- [TASK TO CARRY OUT]:
Locate "the black backpack" in the data below, then output the line it is on and all following lines through the last, word for word. Skip any pictures.

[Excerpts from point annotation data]
━━━━━━━━━━━━━━━━
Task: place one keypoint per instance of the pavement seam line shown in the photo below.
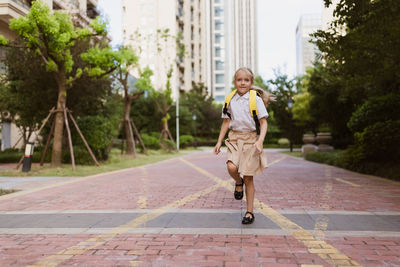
(322, 221)
(321, 248)
(76, 180)
(98, 240)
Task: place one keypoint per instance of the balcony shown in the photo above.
(12, 9)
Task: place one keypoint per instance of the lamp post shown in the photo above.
(194, 117)
(290, 106)
(27, 162)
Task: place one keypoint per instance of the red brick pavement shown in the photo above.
(288, 184)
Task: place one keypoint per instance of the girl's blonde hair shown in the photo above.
(267, 97)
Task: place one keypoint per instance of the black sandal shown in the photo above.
(248, 220)
(239, 194)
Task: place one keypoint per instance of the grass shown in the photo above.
(6, 191)
(293, 153)
(115, 162)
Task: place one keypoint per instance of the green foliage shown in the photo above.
(98, 131)
(185, 140)
(10, 156)
(150, 142)
(283, 141)
(167, 145)
(376, 109)
(284, 89)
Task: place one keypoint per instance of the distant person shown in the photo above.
(246, 116)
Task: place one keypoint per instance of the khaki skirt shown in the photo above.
(243, 153)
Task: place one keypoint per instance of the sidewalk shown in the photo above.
(181, 212)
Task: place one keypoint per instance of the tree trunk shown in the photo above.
(130, 142)
(59, 120)
(165, 128)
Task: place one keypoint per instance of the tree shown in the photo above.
(284, 89)
(127, 60)
(51, 36)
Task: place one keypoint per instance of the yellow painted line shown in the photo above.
(319, 247)
(135, 263)
(76, 180)
(347, 182)
(96, 241)
(143, 198)
(322, 221)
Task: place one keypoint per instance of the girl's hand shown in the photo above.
(259, 146)
(217, 148)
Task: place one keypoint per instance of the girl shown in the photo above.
(245, 156)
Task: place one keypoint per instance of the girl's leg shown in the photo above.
(233, 172)
(250, 190)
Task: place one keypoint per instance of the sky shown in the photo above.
(276, 19)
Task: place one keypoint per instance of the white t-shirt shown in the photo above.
(241, 119)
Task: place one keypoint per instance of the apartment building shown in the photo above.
(306, 52)
(219, 36)
(231, 42)
(81, 11)
(182, 51)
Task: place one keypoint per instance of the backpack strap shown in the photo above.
(227, 101)
(253, 109)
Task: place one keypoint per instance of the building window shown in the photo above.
(219, 78)
(219, 98)
(218, 38)
(219, 25)
(218, 11)
(218, 52)
(219, 65)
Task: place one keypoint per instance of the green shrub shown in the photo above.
(167, 145)
(331, 158)
(186, 140)
(150, 142)
(10, 156)
(81, 156)
(283, 141)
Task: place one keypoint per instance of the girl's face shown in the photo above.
(243, 82)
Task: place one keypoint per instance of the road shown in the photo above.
(181, 212)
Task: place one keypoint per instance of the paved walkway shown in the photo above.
(181, 212)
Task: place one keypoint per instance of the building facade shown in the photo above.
(81, 11)
(306, 52)
(231, 42)
(218, 37)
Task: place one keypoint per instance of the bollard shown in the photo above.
(26, 164)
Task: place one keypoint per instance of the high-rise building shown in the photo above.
(231, 42)
(305, 50)
(218, 37)
(182, 51)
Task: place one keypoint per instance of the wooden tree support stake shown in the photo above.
(71, 148)
(37, 135)
(83, 138)
(138, 136)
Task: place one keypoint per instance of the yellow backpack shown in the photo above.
(252, 105)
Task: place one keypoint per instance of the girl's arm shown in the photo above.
(222, 133)
(263, 131)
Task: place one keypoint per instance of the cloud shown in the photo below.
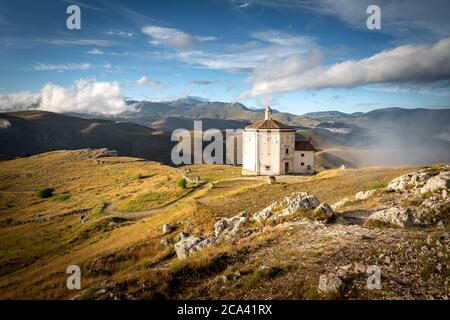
(18, 101)
(172, 37)
(4, 124)
(144, 80)
(404, 64)
(62, 67)
(243, 57)
(85, 96)
(399, 17)
(123, 34)
(205, 82)
(96, 51)
(81, 42)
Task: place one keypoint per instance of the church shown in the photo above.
(270, 149)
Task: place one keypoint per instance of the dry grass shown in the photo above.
(34, 256)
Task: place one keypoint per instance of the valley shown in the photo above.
(124, 254)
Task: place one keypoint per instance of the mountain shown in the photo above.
(34, 132)
(326, 114)
(217, 114)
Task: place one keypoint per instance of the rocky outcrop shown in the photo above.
(324, 212)
(290, 204)
(437, 183)
(330, 285)
(192, 244)
(409, 180)
(364, 195)
(402, 217)
(229, 227)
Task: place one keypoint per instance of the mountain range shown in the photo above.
(392, 135)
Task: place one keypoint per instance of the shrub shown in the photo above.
(45, 193)
(182, 183)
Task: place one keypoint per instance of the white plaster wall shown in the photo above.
(269, 152)
(249, 151)
(287, 142)
(307, 159)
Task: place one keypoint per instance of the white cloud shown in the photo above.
(62, 67)
(399, 17)
(4, 124)
(81, 42)
(96, 51)
(172, 37)
(18, 101)
(119, 33)
(404, 64)
(243, 57)
(85, 96)
(144, 80)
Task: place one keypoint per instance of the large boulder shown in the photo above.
(437, 183)
(409, 180)
(402, 217)
(324, 212)
(229, 227)
(330, 285)
(192, 244)
(364, 195)
(290, 204)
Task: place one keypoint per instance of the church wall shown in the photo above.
(307, 160)
(286, 149)
(249, 152)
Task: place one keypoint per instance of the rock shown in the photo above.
(181, 236)
(164, 242)
(290, 204)
(224, 279)
(364, 195)
(192, 244)
(184, 246)
(402, 217)
(324, 212)
(409, 180)
(330, 285)
(272, 180)
(167, 228)
(341, 203)
(438, 182)
(229, 227)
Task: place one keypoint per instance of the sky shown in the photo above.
(298, 56)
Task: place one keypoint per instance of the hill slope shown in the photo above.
(34, 132)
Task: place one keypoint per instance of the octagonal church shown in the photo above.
(270, 148)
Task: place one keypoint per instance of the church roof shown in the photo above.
(269, 124)
(304, 146)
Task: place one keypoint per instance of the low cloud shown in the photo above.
(18, 101)
(4, 124)
(62, 67)
(144, 80)
(171, 37)
(85, 96)
(96, 51)
(414, 64)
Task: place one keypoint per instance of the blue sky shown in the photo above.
(299, 56)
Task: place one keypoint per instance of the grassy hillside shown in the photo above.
(106, 215)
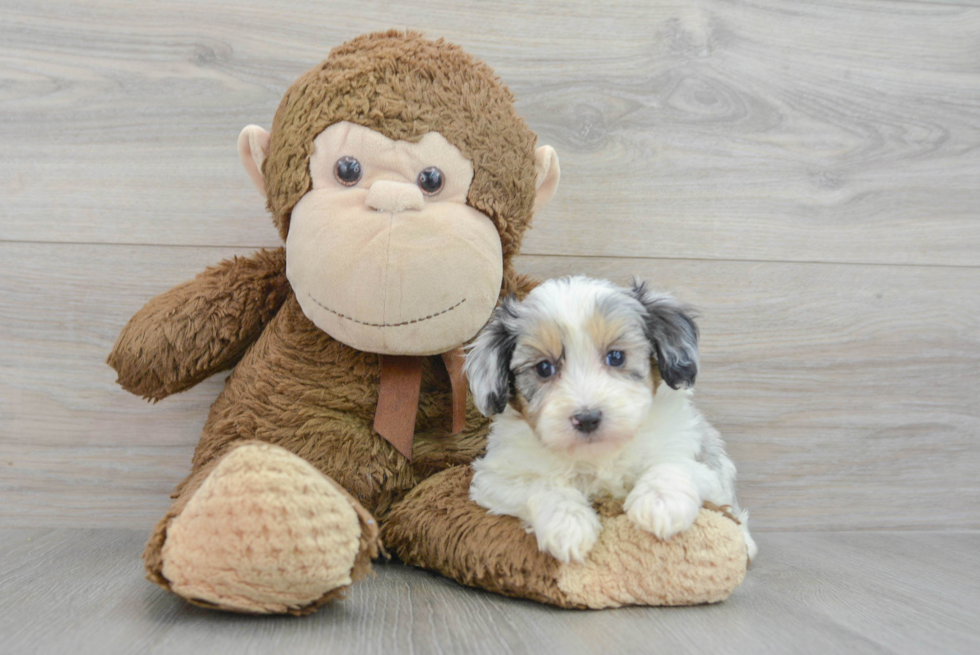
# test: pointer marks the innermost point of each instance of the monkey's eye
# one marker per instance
(544, 369)
(615, 358)
(347, 170)
(431, 181)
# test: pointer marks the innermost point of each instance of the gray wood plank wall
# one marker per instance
(807, 173)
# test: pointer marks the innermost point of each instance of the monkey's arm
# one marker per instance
(200, 327)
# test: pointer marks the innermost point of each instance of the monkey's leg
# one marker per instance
(260, 530)
(437, 526)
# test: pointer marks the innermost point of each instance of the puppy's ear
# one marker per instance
(671, 329)
(487, 364)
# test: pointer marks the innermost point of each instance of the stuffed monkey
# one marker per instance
(401, 180)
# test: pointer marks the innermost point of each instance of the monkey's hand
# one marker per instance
(200, 327)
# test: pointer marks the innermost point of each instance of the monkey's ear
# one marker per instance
(253, 148)
(548, 172)
(488, 358)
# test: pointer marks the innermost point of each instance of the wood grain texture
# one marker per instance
(848, 394)
(834, 130)
(82, 591)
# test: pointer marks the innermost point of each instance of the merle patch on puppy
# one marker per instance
(591, 387)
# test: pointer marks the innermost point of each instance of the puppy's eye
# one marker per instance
(544, 369)
(615, 358)
(431, 181)
(347, 170)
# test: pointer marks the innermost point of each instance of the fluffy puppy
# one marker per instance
(591, 385)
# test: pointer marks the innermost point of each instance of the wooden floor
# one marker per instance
(806, 173)
(82, 591)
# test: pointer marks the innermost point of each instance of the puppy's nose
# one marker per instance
(388, 196)
(587, 421)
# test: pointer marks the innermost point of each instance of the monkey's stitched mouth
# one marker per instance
(414, 320)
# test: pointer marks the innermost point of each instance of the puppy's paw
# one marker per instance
(664, 505)
(567, 530)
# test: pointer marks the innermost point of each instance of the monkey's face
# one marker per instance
(383, 253)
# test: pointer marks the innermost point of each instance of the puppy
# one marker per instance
(590, 383)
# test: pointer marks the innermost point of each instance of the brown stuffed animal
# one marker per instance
(401, 180)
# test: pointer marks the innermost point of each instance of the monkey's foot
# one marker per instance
(437, 526)
(265, 532)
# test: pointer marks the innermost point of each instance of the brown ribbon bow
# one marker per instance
(398, 397)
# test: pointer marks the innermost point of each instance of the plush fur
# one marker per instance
(288, 455)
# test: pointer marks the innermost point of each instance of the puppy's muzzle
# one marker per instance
(588, 421)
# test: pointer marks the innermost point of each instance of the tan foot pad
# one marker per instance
(437, 526)
(266, 533)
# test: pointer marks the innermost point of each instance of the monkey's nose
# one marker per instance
(587, 421)
(388, 196)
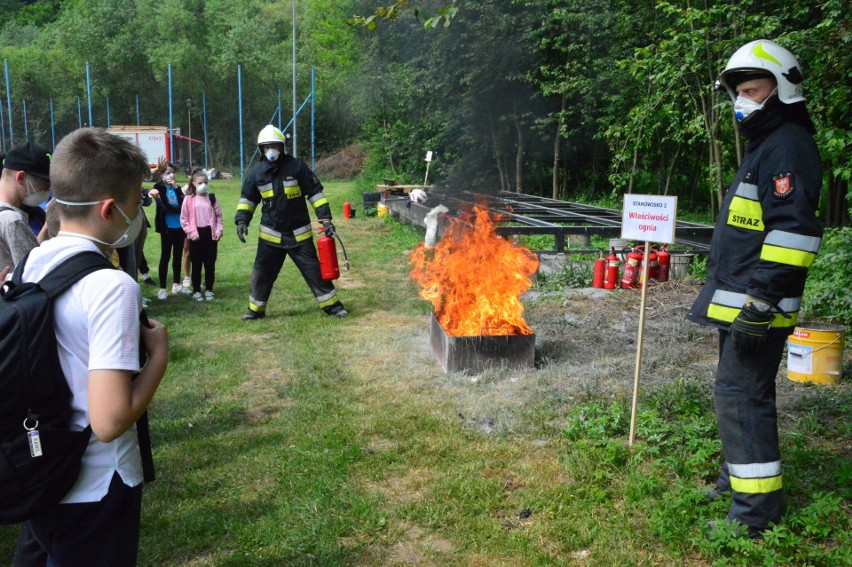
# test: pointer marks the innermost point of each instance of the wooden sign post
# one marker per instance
(428, 162)
(645, 218)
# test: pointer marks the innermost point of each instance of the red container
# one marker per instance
(329, 268)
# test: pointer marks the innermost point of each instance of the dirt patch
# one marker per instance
(586, 347)
(418, 546)
(407, 488)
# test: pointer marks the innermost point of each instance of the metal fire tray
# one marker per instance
(475, 354)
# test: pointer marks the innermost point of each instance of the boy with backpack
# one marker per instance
(96, 179)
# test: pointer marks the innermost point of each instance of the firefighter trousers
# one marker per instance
(267, 266)
(748, 426)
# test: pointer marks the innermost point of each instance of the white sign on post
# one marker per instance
(649, 218)
(646, 218)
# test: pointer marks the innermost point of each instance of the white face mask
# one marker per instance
(745, 107)
(134, 227)
(34, 197)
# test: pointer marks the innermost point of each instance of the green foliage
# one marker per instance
(678, 452)
(827, 291)
(444, 15)
(573, 273)
(698, 268)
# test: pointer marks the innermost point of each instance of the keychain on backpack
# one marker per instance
(33, 437)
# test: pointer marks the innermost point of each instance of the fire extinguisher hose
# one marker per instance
(343, 248)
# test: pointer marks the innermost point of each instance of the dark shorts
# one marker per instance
(87, 534)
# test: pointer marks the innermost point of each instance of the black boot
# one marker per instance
(249, 315)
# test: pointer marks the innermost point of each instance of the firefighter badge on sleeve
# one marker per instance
(783, 185)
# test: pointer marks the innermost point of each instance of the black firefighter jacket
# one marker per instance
(767, 234)
(283, 187)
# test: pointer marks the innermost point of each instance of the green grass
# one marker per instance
(306, 440)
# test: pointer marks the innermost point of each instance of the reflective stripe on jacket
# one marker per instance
(767, 234)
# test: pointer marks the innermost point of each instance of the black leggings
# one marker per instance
(171, 246)
(202, 253)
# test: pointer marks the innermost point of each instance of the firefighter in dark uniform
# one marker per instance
(765, 239)
(284, 185)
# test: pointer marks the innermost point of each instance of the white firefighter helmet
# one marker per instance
(763, 57)
(418, 196)
(271, 135)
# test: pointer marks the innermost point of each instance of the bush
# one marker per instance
(827, 291)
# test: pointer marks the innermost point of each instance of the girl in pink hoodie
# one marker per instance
(201, 220)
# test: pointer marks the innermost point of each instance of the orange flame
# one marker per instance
(474, 278)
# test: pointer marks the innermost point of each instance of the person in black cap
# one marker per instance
(25, 180)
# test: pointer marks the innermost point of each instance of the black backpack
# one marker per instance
(40, 456)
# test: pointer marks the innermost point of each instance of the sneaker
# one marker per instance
(250, 315)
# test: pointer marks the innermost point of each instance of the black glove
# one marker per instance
(749, 329)
(242, 231)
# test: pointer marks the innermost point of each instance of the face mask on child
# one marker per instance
(134, 227)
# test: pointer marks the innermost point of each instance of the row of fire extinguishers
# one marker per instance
(607, 269)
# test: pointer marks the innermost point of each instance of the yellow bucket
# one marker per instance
(815, 353)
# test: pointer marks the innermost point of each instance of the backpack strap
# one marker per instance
(70, 271)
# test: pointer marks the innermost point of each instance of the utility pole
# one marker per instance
(294, 78)
(189, 129)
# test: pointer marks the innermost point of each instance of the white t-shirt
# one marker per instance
(97, 328)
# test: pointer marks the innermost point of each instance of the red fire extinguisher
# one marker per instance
(631, 267)
(664, 259)
(653, 267)
(611, 273)
(599, 272)
(329, 268)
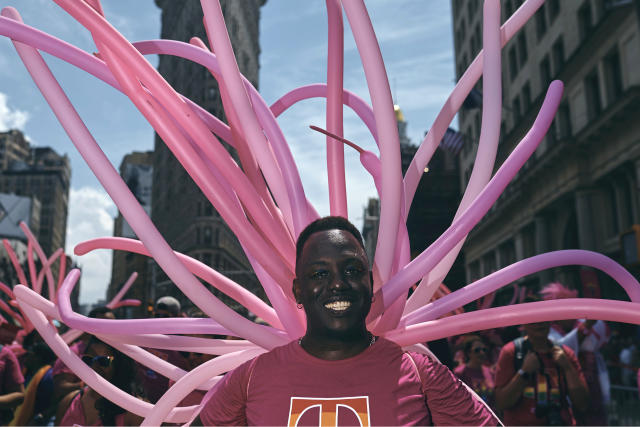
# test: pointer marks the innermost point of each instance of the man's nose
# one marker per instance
(338, 283)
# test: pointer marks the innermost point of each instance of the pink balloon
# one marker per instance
(206, 273)
(544, 311)
(515, 271)
(127, 285)
(387, 133)
(49, 333)
(335, 150)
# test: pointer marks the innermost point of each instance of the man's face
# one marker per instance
(333, 283)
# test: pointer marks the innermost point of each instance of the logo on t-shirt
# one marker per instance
━━━━━━━━━━━━━━━━
- [SOLUTION TO THE PROBLEM]:
# test: pointer marks the innermost point of each instance of the black backpack
# one marker per instance
(40, 456)
# test: pointer marks the innermost point of each instance of the sneaker
# one marker per instance
(250, 315)
# test: pointer marks the innermost point of each instance of the black glove
# one marker per instance
(749, 329)
(242, 231)
# test: pointer marks the innermost point of each instance of the face mask on child
# one marker per instance
(134, 227)
# test: pointer marks the innermost point of each instance of the row of fire extinguishers
# one marker per instance
(607, 269)
# test: pointer marks the innermost point of each instance of the yellow bucket
# one marker per instance
(815, 353)
# test: pointer marks the innermost point of each instance of the backpack strap
# one marker per instance
(70, 271)
# test: pointer marks the innermost point of each instance of the utility pole
# one marker per instance
(294, 78)
(189, 129)
# test: pointer marks the innermost point of each instance of the white t-shirt
# one marker per instance
(97, 328)
# test: pointer marks the innermost point of each instance of the red fire extinguisher
# one marker per instance
(631, 267)
(664, 259)
(653, 267)
(611, 273)
(599, 272)
(329, 268)
# test: pointer marks the innermost point of each instance of the man's nose
# one marker per instance
(338, 283)
# test: pointer marks the innermost point of each instance of the pink balloon
# one marker per instance
(206, 273)
(544, 311)
(515, 271)
(127, 285)
(387, 133)
(49, 333)
(335, 150)
# test: pointer marks the innermost point of each instance of the man's face
# one marker per instance
(333, 283)
# test: pointer marks the innermost point of each instance of the logo on t-shirt
# one marker per instance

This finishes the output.